* [Problem description]: Begin at the line that holds "target | man in black jacket" and copy each line exactly until the data below ends, including that last line but no pictures.
:: Supplied data
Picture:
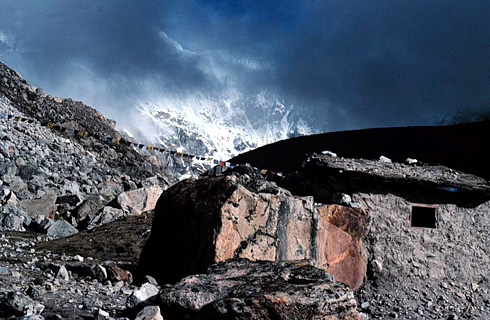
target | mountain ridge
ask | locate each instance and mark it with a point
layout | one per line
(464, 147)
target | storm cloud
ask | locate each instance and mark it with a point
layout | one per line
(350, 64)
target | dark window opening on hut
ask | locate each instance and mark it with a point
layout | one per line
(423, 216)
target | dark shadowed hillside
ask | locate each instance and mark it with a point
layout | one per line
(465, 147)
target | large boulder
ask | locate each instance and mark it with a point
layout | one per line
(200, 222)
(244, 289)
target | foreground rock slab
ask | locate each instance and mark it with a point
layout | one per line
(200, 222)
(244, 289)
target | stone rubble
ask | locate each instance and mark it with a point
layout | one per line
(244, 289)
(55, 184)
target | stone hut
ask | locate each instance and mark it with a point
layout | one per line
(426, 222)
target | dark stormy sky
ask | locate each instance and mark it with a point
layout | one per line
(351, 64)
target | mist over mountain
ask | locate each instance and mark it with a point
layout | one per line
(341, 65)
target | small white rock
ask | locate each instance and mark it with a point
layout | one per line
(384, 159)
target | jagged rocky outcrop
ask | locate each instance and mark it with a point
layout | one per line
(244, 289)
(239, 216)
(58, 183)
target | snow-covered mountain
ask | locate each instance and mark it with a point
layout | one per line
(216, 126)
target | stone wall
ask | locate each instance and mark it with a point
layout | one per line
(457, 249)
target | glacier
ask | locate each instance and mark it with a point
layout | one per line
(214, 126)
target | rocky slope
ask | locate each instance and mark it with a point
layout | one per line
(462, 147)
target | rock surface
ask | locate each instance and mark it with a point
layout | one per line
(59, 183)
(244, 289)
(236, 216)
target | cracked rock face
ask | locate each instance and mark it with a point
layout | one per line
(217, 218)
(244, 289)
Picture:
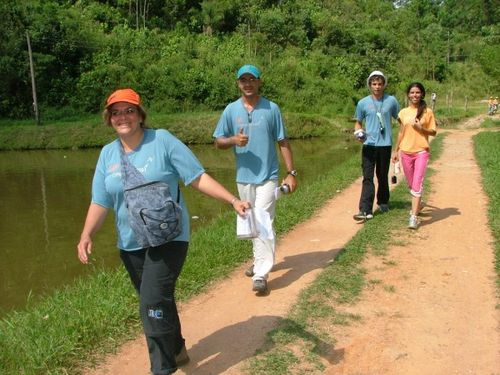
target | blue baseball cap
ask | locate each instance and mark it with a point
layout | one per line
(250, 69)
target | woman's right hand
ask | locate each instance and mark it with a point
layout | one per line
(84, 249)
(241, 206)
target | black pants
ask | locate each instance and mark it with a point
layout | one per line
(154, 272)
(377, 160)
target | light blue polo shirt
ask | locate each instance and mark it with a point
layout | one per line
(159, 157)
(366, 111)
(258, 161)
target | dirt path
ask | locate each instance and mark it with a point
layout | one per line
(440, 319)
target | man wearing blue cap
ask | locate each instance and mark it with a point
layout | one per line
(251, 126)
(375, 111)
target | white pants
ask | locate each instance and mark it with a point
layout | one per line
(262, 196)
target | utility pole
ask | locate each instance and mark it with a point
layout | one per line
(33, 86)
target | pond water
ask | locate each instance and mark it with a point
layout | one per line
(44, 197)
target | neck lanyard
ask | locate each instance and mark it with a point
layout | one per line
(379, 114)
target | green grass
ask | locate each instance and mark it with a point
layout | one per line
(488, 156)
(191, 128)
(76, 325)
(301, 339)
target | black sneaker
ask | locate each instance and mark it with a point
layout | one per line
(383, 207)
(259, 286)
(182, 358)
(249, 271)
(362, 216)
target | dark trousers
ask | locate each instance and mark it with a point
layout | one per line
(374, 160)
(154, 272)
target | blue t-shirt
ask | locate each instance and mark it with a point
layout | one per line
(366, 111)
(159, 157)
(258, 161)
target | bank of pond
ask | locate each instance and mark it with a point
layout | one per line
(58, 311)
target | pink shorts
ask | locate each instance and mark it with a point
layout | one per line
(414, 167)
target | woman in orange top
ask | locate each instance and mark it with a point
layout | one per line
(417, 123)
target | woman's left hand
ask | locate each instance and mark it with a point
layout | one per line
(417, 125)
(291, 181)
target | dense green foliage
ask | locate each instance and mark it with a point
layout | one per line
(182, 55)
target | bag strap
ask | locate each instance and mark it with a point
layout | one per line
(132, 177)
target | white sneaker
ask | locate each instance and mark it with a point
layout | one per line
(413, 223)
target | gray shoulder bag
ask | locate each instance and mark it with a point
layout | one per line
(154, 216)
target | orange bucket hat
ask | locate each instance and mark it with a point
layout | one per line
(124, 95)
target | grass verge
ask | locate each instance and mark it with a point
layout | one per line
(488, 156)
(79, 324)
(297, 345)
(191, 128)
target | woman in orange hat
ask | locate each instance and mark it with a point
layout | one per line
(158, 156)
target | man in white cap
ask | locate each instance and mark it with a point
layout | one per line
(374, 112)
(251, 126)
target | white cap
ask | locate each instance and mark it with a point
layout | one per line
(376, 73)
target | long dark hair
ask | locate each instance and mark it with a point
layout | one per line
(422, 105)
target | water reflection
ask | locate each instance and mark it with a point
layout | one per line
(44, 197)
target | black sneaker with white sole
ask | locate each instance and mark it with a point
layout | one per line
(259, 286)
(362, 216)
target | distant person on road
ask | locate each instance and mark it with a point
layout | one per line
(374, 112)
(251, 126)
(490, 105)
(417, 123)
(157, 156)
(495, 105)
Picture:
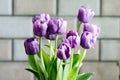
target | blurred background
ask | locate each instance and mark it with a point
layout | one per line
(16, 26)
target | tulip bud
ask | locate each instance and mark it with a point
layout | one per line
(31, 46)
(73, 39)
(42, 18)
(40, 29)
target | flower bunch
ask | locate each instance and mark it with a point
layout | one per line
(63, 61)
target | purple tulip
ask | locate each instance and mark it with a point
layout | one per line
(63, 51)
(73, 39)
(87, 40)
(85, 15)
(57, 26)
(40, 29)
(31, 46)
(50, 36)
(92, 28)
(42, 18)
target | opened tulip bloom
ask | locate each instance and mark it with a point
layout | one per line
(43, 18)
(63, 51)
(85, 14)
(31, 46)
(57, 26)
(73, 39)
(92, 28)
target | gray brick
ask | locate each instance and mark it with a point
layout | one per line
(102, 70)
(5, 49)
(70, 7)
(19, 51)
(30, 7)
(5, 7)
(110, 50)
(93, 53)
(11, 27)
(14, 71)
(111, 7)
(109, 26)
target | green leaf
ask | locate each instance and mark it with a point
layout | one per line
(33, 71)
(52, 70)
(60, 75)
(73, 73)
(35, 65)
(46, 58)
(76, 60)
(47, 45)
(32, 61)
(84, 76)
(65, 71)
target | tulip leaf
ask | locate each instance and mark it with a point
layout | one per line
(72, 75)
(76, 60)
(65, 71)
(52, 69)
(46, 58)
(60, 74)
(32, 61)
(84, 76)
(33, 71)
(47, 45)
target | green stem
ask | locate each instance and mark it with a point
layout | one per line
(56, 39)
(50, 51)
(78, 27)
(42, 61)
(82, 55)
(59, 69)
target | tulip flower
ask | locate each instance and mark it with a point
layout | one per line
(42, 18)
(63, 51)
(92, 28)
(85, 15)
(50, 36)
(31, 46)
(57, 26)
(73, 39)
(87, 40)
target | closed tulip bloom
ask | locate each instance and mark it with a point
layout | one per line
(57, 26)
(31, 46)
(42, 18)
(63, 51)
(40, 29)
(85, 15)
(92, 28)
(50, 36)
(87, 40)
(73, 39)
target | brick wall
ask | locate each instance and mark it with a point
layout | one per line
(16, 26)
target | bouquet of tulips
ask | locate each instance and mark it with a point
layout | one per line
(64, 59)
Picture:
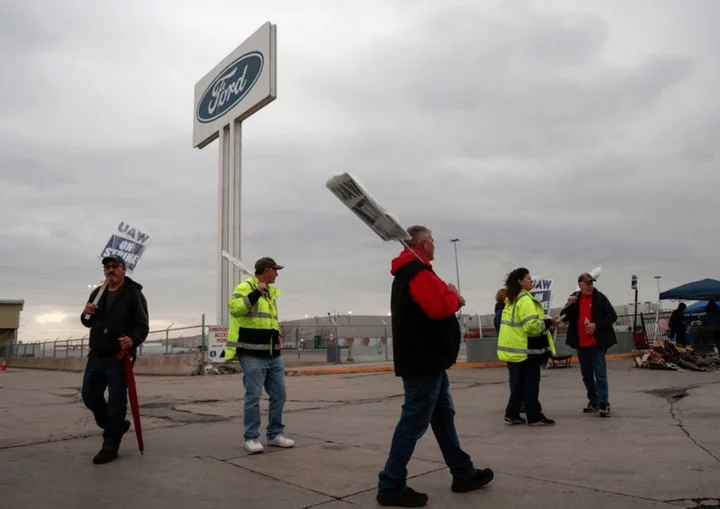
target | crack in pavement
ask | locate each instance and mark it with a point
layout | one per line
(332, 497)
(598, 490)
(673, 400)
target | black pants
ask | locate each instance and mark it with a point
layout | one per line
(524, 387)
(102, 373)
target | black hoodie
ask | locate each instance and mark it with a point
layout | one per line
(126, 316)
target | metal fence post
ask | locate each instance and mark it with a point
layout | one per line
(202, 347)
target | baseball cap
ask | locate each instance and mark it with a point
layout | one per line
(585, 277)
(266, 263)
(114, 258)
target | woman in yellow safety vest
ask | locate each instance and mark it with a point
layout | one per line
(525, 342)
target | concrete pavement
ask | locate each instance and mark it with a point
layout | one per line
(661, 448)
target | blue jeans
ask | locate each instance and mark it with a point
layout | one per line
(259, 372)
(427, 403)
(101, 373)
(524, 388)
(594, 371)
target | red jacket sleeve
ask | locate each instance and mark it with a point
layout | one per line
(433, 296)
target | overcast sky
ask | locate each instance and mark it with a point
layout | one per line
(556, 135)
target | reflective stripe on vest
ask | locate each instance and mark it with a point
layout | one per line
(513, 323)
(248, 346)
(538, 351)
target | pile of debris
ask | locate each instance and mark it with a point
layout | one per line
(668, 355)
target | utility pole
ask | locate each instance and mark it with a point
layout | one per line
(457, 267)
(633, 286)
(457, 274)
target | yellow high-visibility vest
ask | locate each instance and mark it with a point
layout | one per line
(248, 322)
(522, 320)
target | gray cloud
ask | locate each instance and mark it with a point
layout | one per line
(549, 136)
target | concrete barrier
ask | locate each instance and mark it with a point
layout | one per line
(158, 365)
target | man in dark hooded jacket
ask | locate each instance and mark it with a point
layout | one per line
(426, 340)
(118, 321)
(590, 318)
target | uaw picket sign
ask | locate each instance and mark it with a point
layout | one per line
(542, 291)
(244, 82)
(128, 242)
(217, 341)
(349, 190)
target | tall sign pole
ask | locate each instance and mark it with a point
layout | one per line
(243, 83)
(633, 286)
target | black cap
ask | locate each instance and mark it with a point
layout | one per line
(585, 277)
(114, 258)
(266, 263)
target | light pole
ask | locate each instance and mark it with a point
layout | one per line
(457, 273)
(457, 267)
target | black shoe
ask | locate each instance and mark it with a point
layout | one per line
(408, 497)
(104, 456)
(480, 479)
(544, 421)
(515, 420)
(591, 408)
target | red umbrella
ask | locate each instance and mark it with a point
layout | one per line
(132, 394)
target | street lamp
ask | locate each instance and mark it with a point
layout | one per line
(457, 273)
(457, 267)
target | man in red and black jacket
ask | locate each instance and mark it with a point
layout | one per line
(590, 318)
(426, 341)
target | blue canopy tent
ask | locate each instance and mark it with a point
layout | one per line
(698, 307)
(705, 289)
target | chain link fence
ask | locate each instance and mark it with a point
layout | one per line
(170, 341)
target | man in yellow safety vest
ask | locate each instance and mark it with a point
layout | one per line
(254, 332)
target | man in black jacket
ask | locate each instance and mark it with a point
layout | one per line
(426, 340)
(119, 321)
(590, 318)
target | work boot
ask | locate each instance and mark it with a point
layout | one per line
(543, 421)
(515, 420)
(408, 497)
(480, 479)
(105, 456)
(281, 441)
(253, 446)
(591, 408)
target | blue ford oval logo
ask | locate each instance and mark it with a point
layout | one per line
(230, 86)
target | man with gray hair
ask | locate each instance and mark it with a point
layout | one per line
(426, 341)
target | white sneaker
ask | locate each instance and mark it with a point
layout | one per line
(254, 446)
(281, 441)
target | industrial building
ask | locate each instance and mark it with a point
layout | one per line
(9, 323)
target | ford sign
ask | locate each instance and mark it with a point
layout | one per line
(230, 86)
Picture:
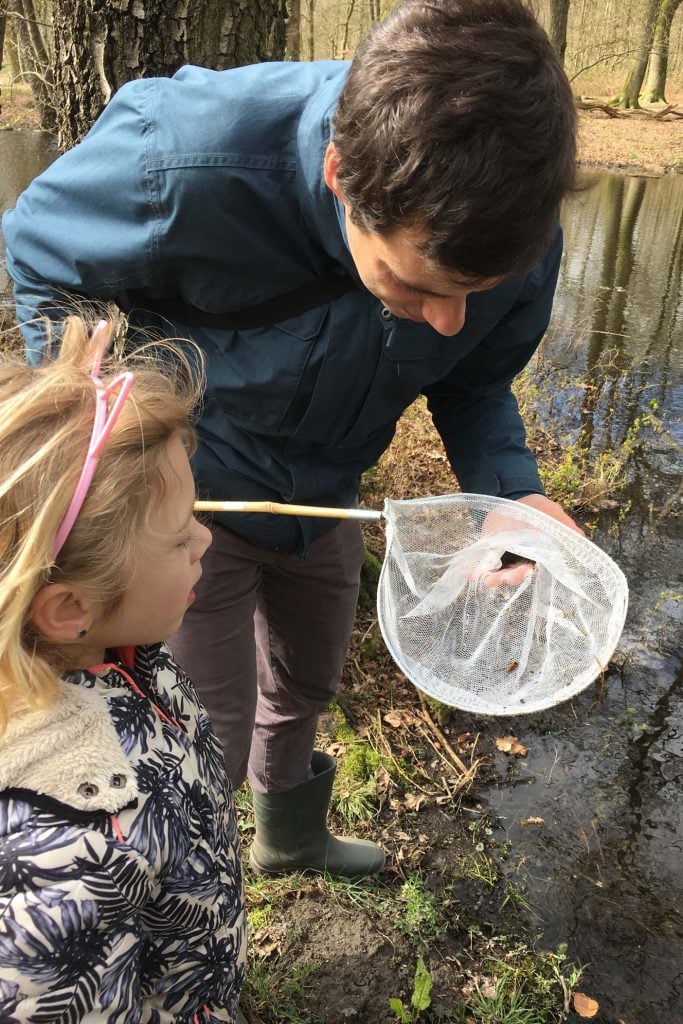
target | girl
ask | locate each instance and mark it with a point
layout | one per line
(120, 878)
::::
* [Output for this task]:
target | man in black jacket
ask | locate each instance and mark it with a point
layout | one per line
(426, 340)
(119, 321)
(590, 318)
target | work boot
ask | locate each instance and mark it with a point
layout | one per line
(543, 421)
(515, 420)
(408, 497)
(480, 479)
(105, 456)
(281, 441)
(253, 446)
(591, 408)
target | blue ford oval logo
ask | locate each instance and mark it with a point
layout | one per line
(230, 86)
target | man with gray hair
ask | locate each instance and mark it with a point
layout | one per line
(426, 341)
target | white sneaker
ask | locate each instance and mark it with a point
layout | one per line
(254, 446)
(281, 441)
target | industrial building
ask | locate each instance and mark it with a point
layout | one per line
(9, 323)
target | ford sign
ask | locate each instance and mark it with a point
layout | one per line
(230, 86)
Picture:
target | girl
ask | locate each instance and mark it with a point
layout | one per line
(120, 878)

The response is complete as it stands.